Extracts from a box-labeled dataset

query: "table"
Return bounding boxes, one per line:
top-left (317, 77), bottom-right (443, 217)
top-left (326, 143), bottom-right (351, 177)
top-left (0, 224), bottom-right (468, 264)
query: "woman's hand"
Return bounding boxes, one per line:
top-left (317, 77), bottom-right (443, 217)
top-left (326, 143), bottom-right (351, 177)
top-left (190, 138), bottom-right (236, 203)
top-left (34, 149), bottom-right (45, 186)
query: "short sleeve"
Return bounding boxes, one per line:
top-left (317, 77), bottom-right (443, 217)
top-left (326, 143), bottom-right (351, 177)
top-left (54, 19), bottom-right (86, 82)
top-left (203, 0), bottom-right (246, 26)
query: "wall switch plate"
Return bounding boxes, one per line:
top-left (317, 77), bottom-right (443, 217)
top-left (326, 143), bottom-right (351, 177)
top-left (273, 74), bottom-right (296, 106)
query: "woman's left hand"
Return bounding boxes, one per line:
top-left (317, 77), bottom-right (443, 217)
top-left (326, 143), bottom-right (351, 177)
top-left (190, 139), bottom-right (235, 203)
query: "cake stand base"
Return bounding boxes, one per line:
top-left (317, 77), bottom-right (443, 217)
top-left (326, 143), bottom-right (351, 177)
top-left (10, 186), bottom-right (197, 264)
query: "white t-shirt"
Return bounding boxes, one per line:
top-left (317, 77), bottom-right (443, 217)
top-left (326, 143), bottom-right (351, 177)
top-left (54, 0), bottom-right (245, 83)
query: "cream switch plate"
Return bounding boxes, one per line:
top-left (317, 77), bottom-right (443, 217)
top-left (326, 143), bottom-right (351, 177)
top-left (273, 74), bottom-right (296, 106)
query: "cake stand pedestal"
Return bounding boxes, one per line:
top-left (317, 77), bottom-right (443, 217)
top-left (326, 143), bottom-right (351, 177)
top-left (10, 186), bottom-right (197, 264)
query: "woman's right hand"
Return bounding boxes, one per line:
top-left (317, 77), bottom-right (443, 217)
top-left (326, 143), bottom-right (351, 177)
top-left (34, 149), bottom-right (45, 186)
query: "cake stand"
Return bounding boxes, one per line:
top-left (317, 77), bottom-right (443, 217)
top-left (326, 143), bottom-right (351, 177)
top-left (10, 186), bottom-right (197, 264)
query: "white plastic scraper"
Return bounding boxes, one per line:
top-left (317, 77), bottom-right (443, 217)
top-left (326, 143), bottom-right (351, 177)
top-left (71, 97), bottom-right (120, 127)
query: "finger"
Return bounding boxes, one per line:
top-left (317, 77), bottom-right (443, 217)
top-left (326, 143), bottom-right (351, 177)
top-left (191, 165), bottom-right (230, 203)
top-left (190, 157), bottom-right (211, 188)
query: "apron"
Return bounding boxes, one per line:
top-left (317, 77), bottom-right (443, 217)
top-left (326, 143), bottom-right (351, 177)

REQUEST:
Please turn the entire listing above into a numbered list with one line per item, leaving out any blank lines.

FINISHED EXERCISE:
1. query: "table"
2. Return bounding boxes, one per line:
3. top-left (317, 77), bottom-right (443, 217)
4. top-left (326, 143), bottom-right (351, 177)
5. top-left (0, 224), bottom-right (468, 264)
6. query: "woman's hand"
7. Return bounding boxes, one per line:
8. top-left (317, 77), bottom-right (443, 217)
9. top-left (326, 143), bottom-right (351, 177)
10. top-left (190, 138), bottom-right (236, 203)
11. top-left (34, 149), bottom-right (45, 186)
12. query: "short sleeve"
13. Return bounding boxes, one per line:
14. top-left (317, 77), bottom-right (443, 217)
15. top-left (326, 143), bottom-right (351, 177)
16. top-left (54, 19), bottom-right (86, 82)
17. top-left (203, 0), bottom-right (246, 26)
18. query: "wall switch plate"
19. Return bounding boxes, one per line:
20. top-left (317, 77), bottom-right (443, 217)
21. top-left (326, 143), bottom-right (351, 177)
22. top-left (273, 74), bottom-right (296, 106)
23. query: "woman's left hand"
24. Return bounding boxes, one per line:
25. top-left (317, 77), bottom-right (443, 217)
26. top-left (326, 143), bottom-right (351, 177)
27. top-left (190, 139), bottom-right (235, 203)
28. query: "cake stand base"
29. Return bounding boxes, one per line:
30. top-left (317, 77), bottom-right (443, 217)
31. top-left (326, 143), bottom-right (351, 177)
32. top-left (10, 186), bottom-right (197, 264)
33. query: "white t-shirt"
34. Return bounding boxes, one per line:
35. top-left (317, 77), bottom-right (443, 217)
36. top-left (326, 143), bottom-right (351, 177)
37. top-left (54, 0), bottom-right (245, 83)
38. query: "cream switch plate"
39. Return bounding boxes, one per line:
40. top-left (317, 77), bottom-right (443, 217)
41. top-left (326, 143), bottom-right (351, 177)
42. top-left (273, 74), bottom-right (296, 106)
43. query: "cake stand pedestal"
44. Return bounding boxes, one per line:
45. top-left (317, 77), bottom-right (443, 217)
46. top-left (326, 143), bottom-right (351, 177)
47. top-left (10, 186), bottom-right (197, 264)
48. query: "woman's right hand"
49. Return bounding boxes, one per line:
50. top-left (317, 77), bottom-right (443, 217)
51. top-left (326, 143), bottom-right (351, 177)
52. top-left (34, 149), bottom-right (45, 186)
53. query: "cake stand"
54. Return bounding boxes, one per line:
55. top-left (317, 77), bottom-right (443, 217)
56. top-left (326, 143), bottom-right (351, 177)
57. top-left (10, 186), bottom-right (197, 264)
58. query: "white plastic scraper"
59. Return bounding boxes, one per line:
60. top-left (317, 77), bottom-right (443, 217)
61. top-left (326, 143), bottom-right (351, 177)
62. top-left (71, 97), bottom-right (120, 127)
63. query: "finger"
64. Return bounding boxes, one per line:
65. top-left (317, 77), bottom-right (443, 217)
66. top-left (326, 143), bottom-right (351, 177)
67. top-left (191, 165), bottom-right (230, 203)
68. top-left (190, 157), bottom-right (211, 188)
69. query: "apron"
70. Return bounding boxes, one per line:
71. top-left (317, 77), bottom-right (443, 217)
72. top-left (326, 143), bottom-right (351, 177)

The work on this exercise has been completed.